- _Requirement_: Report each line of the entries that includes "fish" by copying it.

- _Materials provided_:
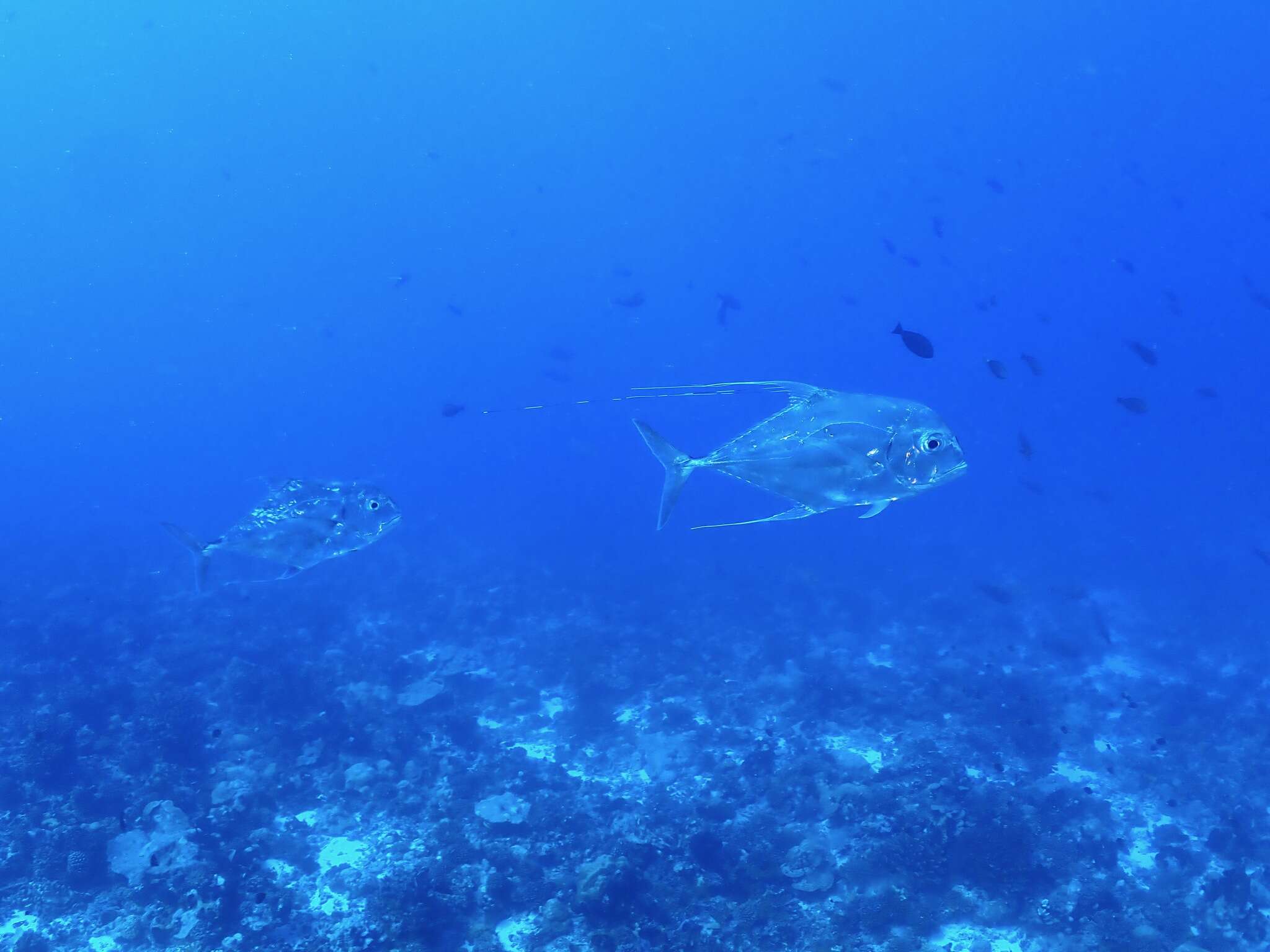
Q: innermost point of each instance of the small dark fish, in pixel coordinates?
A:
(915, 342)
(727, 302)
(1142, 351)
(1024, 446)
(634, 299)
(1002, 597)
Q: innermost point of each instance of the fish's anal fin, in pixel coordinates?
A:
(796, 391)
(799, 512)
(876, 508)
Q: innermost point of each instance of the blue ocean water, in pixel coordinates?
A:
(244, 244)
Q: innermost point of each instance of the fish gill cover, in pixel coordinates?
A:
(269, 265)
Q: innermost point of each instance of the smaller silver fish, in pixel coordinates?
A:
(299, 524)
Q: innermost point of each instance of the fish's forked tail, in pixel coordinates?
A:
(197, 549)
(678, 467)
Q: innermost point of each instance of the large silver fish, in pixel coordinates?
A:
(300, 524)
(824, 451)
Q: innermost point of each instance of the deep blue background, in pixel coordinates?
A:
(202, 209)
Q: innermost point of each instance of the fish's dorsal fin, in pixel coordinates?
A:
(796, 391)
(876, 508)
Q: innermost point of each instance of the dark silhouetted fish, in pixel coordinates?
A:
(727, 302)
(1259, 298)
(1024, 446)
(915, 342)
(1002, 597)
(634, 299)
(1143, 352)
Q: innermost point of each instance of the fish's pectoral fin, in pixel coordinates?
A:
(799, 512)
(876, 508)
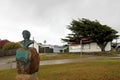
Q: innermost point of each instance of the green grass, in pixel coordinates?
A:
(90, 70)
(61, 56)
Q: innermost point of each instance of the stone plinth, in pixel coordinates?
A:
(26, 77)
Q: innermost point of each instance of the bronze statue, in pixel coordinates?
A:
(27, 57)
(26, 42)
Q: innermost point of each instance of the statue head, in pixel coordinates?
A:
(26, 34)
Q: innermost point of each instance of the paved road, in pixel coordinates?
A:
(6, 63)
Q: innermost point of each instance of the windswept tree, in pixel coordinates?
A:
(94, 30)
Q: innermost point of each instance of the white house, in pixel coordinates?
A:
(36, 45)
(87, 46)
(46, 48)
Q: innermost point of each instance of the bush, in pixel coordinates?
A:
(11, 45)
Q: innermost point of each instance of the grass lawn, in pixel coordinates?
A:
(90, 70)
(61, 56)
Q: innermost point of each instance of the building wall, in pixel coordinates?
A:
(36, 46)
(57, 49)
(91, 47)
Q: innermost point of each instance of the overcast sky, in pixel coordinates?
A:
(48, 19)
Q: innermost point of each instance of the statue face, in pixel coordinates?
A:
(26, 34)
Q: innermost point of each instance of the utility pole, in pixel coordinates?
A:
(44, 45)
(81, 46)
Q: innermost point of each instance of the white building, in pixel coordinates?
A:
(87, 46)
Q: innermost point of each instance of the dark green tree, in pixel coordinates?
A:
(93, 30)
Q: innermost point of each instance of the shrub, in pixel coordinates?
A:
(11, 45)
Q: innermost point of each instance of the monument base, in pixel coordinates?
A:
(26, 77)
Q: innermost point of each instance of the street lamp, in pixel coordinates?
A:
(44, 45)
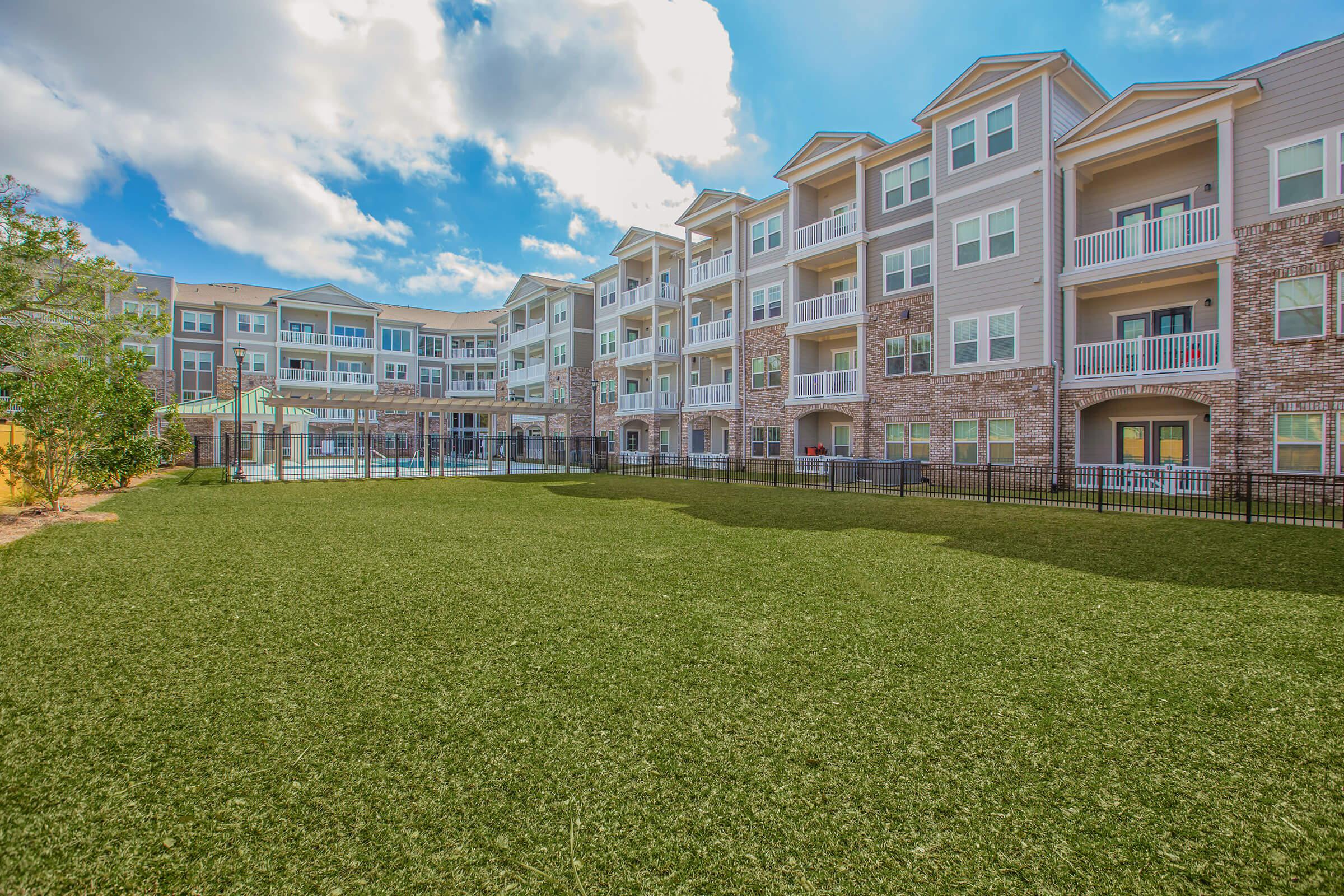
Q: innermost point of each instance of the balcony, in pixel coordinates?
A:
(530, 374)
(825, 385)
(472, 388)
(648, 295)
(1148, 356)
(471, 354)
(823, 309)
(709, 270)
(713, 395)
(644, 349)
(825, 230)
(1147, 238)
(706, 335)
(644, 402)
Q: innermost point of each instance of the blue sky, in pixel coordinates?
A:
(431, 156)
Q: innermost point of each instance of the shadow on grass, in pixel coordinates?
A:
(1130, 546)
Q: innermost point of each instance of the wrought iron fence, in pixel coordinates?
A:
(301, 457)
(1245, 496)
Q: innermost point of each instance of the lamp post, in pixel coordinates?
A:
(239, 414)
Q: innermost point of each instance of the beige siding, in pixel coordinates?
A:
(1301, 97)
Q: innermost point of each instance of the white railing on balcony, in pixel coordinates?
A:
(472, 386)
(825, 385)
(709, 269)
(825, 230)
(297, 338)
(1150, 355)
(710, 332)
(362, 343)
(1133, 477)
(1147, 238)
(828, 307)
(469, 354)
(709, 395)
(647, 293)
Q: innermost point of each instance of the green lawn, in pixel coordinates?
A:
(596, 684)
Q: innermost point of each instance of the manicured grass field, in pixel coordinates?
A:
(601, 685)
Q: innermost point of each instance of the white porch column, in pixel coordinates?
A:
(1225, 184)
(1070, 332)
(1225, 312)
(1070, 216)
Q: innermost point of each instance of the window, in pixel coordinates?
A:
(968, 241)
(1300, 307)
(918, 441)
(897, 356)
(1299, 174)
(965, 441)
(965, 342)
(397, 340)
(895, 441)
(964, 144)
(999, 437)
(1003, 336)
(999, 130)
(1299, 442)
(767, 234)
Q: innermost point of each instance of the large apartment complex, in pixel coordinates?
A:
(1039, 274)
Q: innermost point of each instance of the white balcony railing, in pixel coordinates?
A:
(1150, 355)
(711, 332)
(299, 338)
(824, 308)
(710, 395)
(647, 293)
(471, 354)
(825, 385)
(1147, 238)
(825, 230)
(709, 269)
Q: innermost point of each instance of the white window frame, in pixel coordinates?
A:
(1323, 442)
(1324, 305)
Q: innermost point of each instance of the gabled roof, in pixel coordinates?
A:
(254, 403)
(824, 142)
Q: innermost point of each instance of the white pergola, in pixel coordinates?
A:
(412, 403)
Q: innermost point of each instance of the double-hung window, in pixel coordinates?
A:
(895, 442)
(965, 441)
(1299, 442)
(767, 234)
(897, 356)
(1300, 307)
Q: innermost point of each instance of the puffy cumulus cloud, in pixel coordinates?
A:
(558, 251)
(257, 119)
(451, 273)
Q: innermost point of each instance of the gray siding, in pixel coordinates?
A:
(1301, 97)
(993, 284)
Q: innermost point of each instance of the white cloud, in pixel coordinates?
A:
(119, 251)
(558, 251)
(461, 274)
(1147, 23)
(259, 120)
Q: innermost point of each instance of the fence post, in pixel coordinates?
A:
(1249, 493)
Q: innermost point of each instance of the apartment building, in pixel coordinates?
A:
(1039, 274)
(545, 338)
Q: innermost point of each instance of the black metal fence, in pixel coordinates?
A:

- _Your solution_:
Q: innermost point of each instance of the small dark fish, in pixel coordinates?
Q: innermost point of each instance of the fish's anal fin, in pixel coordinates?
Q: innermost point of each instance of the fish gill cover, in pixel coordinates?
Q: innermost point of each instance of the smaller silver fish, in pixel coordinates?
Q: innermost point of each instance of the fish's forked tail, in pixel coordinates?
Q: innermost point of each instance of the large silver fish, in pixel coordinates?
Q: innermost point of each instance of the fish's dorsal fin, in pixel coordinates?
Q: innermost point of each instance of the dark silhouetted fish, in pixel coordinates?
Q: innermost point of each instance of the fish's pectoral fin, in pixel coordinates?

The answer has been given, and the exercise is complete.